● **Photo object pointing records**
■ ■ ■ ■

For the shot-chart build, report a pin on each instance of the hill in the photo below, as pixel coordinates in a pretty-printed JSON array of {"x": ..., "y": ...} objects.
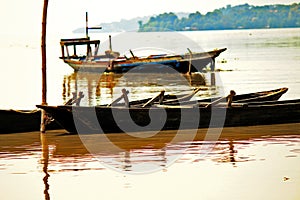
[{"x": 237, "y": 17}]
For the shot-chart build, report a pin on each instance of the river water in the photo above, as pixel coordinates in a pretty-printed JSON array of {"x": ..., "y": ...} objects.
[{"x": 243, "y": 163}]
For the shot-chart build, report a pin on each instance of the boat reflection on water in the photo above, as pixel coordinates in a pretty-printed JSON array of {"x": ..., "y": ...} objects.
[
  {"x": 124, "y": 153},
  {"x": 45, "y": 163},
  {"x": 101, "y": 88}
]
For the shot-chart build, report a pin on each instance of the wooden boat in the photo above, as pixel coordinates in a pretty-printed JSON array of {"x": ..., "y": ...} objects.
[
  {"x": 112, "y": 62},
  {"x": 170, "y": 99},
  {"x": 102, "y": 119},
  {"x": 13, "y": 121}
]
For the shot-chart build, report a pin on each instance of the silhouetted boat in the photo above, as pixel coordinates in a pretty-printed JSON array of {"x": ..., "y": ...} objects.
[
  {"x": 112, "y": 62},
  {"x": 196, "y": 114}
]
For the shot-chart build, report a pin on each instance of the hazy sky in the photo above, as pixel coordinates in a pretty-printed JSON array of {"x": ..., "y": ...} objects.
[{"x": 66, "y": 15}]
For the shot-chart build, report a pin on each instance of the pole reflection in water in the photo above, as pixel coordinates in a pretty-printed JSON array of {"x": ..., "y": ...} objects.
[{"x": 45, "y": 161}]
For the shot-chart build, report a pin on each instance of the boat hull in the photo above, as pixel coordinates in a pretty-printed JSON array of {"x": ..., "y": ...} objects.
[
  {"x": 182, "y": 64},
  {"x": 13, "y": 121},
  {"x": 102, "y": 119}
]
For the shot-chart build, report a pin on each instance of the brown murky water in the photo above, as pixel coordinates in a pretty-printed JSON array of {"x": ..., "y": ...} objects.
[{"x": 244, "y": 163}]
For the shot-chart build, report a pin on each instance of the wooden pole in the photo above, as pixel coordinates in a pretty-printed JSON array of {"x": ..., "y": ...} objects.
[{"x": 44, "y": 77}]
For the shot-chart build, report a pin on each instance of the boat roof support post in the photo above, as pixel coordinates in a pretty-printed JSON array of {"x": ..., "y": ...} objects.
[
  {"x": 63, "y": 51},
  {"x": 96, "y": 49},
  {"x": 44, "y": 71}
]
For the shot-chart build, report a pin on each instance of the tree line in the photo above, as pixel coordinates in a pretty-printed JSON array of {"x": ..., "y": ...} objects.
[{"x": 237, "y": 17}]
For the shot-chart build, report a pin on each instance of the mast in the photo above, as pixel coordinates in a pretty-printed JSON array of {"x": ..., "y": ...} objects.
[{"x": 44, "y": 71}]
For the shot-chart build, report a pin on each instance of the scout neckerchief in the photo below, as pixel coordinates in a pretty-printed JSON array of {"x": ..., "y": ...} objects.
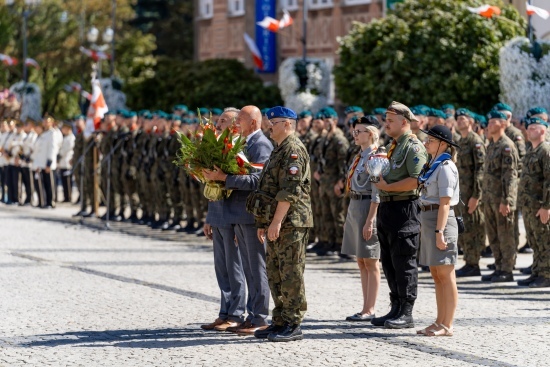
[{"x": 430, "y": 169}]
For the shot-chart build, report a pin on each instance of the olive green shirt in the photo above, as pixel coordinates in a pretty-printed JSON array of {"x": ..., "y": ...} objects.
[{"x": 406, "y": 161}]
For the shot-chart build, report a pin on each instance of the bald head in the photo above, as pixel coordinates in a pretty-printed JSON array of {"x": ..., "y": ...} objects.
[{"x": 249, "y": 120}]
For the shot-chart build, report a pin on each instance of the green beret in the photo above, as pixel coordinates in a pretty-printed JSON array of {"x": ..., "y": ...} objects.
[
  {"x": 535, "y": 121},
  {"x": 536, "y": 111},
  {"x": 434, "y": 112},
  {"x": 217, "y": 111},
  {"x": 496, "y": 114},
  {"x": 378, "y": 111},
  {"x": 305, "y": 113},
  {"x": 502, "y": 107},
  {"x": 464, "y": 112},
  {"x": 353, "y": 109}
]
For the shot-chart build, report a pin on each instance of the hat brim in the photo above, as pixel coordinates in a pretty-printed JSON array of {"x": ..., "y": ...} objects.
[{"x": 428, "y": 132}]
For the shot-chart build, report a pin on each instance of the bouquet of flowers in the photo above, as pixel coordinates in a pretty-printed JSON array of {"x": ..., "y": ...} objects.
[{"x": 206, "y": 149}]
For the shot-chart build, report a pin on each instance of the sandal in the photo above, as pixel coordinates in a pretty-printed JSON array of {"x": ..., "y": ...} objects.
[
  {"x": 444, "y": 331},
  {"x": 427, "y": 329}
]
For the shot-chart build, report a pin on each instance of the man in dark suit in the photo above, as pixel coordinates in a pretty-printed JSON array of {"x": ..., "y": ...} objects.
[{"x": 233, "y": 212}]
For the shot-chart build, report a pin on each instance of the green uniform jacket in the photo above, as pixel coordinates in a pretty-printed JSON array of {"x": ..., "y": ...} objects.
[{"x": 286, "y": 177}]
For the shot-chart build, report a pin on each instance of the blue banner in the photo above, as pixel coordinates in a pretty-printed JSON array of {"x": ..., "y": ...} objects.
[{"x": 266, "y": 41}]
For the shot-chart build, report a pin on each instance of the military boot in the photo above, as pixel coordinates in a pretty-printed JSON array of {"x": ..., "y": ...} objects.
[{"x": 404, "y": 319}]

■ ■ ■ ■

● **EXERCISE DETAILS**
Write the listing out a second time exactly, dropping all images.

● **SOLVED PROBLEM**
For the shot-chart build, report a pin on each instance of the hill in the photo below, as pixel coordinates in a pretty-printed JSON array of {"x": ..., "y": ...} objects.
[{"x": 237, "y": 17}]
For the shot-chart build, report a pin on each instance of the river water in the photo above, as pixel coordinates in a pretty-printed JSON array of {"x": ..., "y": ...} objects.
[{"x": 243, "y": 163}]
For the shot-chart build, report a pin on each instance of the boat reflection on water in the photo above, as pixel coordinates in a pretty-printed JSON array of {"x": ..., "y": ...} objects.
[
  {"x": 124, "y": 153},
  {"x": 45, "y": 163},
  {"x": 101, "y": 88}
]
For the shot-chart build, report a pin on each instance of the wooden boat in the photo above, as pixel coordinates in a pretty-printed JSON array of {"x": ..., "y": ...} objects.
[
  {"x": 112, "y": 62},
  {"x": 170, "y": 99},
  {"x": 102, "y": 119},
  {"x": 13, "y": 121}
]
For the shot-chart build, report a pin on each instance of the silhouetted boat in the photo above, as pixel coordinates in a pretty-printed JSON array of {"x": ..., "y": ...} objects.
[
  {"x": 112, "y": 62},
  {"x": 196, "y": 114}
]
For the shot-chart build, report a pin on each instance of the hazy sky in the photo above, as pixel coordinates in a pretty-printed JSON array of {"x": ..., "y": ...} objects.
[{"x": 66, "y": 15}]
For the shot-chart build, report a pin on each instance of the pole reflection in water in the photo above, as pixel coordinates in a pretty-printed JSON array of {"x": ..., "y": ...} objects.
[{"x": 45, "y": 161}]
For the shot-chart build, report a pin on each instance of the boat hull in the photo above, as pixel coordinates in a pretty-printed JSON array of {"x": ..., "y": ...} objects.
[
  {"x": 182, "y": 64},
  {"x": 13, "y": 121},
  {"x": 102, "y": 119}
]
For the shot-chart build, report a pin on each instance of the brown murky water in the photo above, as pixel coordinates in a pretty-printed JSON array of {"x": ..., "y": ...} objects.
[{"x": 244, "y": 163}]
For the shot-chart build, report a pin on each instance of the wooden pole in the photo above, as pixel coordinates in a pretty-printed JSON array of {"x": ..., "y": ...} objects.
[{"x": 44, "y": 77}]
For the shot-chart build, report a pin on each instance of the boat roof support post in the photo above, as pixel coordinates in a pretty-printed JSON array of {"x": ..., "y": ...} objects.
[
  {"x": 63, "y": 51},
  {"x": 96, "y": 49},
  {"x": 44, "y": 71}
]
For the shot-chart build, report a pin on each instance of the tree line in the photo above, as pixel coordinates in a pretty-printed JSON array of {"x": ..., "y": ...} objects.
[{"x": 237, "y": 17}]
For the shot-chart build, report a pin on each instance of the mast in the photo above, as pixel coordinates in a pretty-printed JSON array of {"x": ..., "y": ...} objects.
[{"x": 44, "y": 71}]
For the shot-chart build, report a pin on each instance of the scout neckerchief in the photo below, as pixel coordinates in a pretty-printed JSON array of {"x": ..., "y": ...} objects.
[{"x": 430, "y": 169}]
For the shot-chart build, report a pin on each instance of the olive green shirt in the photo above, as pixel coordinates in a pretty-printed JSON array of {"x": ..., "y": ...} objects.
[{"x": 406, "y": 161}]
For the shot-chart build, report a pin on each instance of the bald head in the photo above, as pixel coordinates in a pretty-printed JSON array of {"x": ..., "y": ...} objects.
[{"x": 249, "y": 120}]
For the shot-chart build, report a pin on each instance of the green beret in the photo above, as pixel coordinates in a pretty-printed JSON array of {"x": ..., "y": ...} objects.
[
  {"x": 535, "y": 121},
  {"x": 536, "y": 111},
  {"x": 434, "y": 112},
  {"x": 217, "y": 111},
  {"x": 496, "y": 114},
  {"x": 378, "y": 111},
  {"x": 305, "y": 113},
  {"x": 502, "y": 107},
  {"x": 464, "y": 112},
  {"x": 353, "y": 109}
]
For the shot-chart build, report a pin on each instance of the hat brim in the photo above, as pixel coordinates in a pretty-printed JSON array of {"x": ..., "y": ...} objects.
[{"x": 428, "y": 132}]
For the shot-chart build, report a pin on each instance of the bouquet of flowers in the photo above, as pixel coordinates in a pretty-printed JSON array of {"x": ..., "y": ...} objects.
[{"x": 206, "y": 149}]
For the shot-chart build, report a pin on each instance of the sandal in the photo above, as pixel coordinates in a pretty-printed JSON array of {"x": ..., "y": ...} objects.
[
  {"x": 444, "y": 331},
  {"x": 427, "y": 329}
]
For the shot-chart build, report a pin on each instance of the man in dark suit in the photo above, as pixel coordinates in a pretty-printed JSON array of {"x": ..., "y": ...} objects.
[{"x": 233, "y": 212}]
For the shot-chart build, report a pin on each instance of the green uniform jacket in the photo above, as pixel coordinates in a pretty-printed JSON array of {"x": ..., "y": ...} objects.
[{"x": 286, "y": 177}]
For the shot-chart build, report a pin on each instance of the blue banner in the photo above, as pixel coordinates in a pretty-printed JSON array of {"x": ..., "y": ...} objects.
[{"x": 266, "y": 41}]
For the shot-chart build, report a pin on each instance of the military boot in the photo above, as pixel coordinates in a pretty-printed JSON array of {"x": ..., "y": ...} objects.
[{"x": 404, "y": 319}]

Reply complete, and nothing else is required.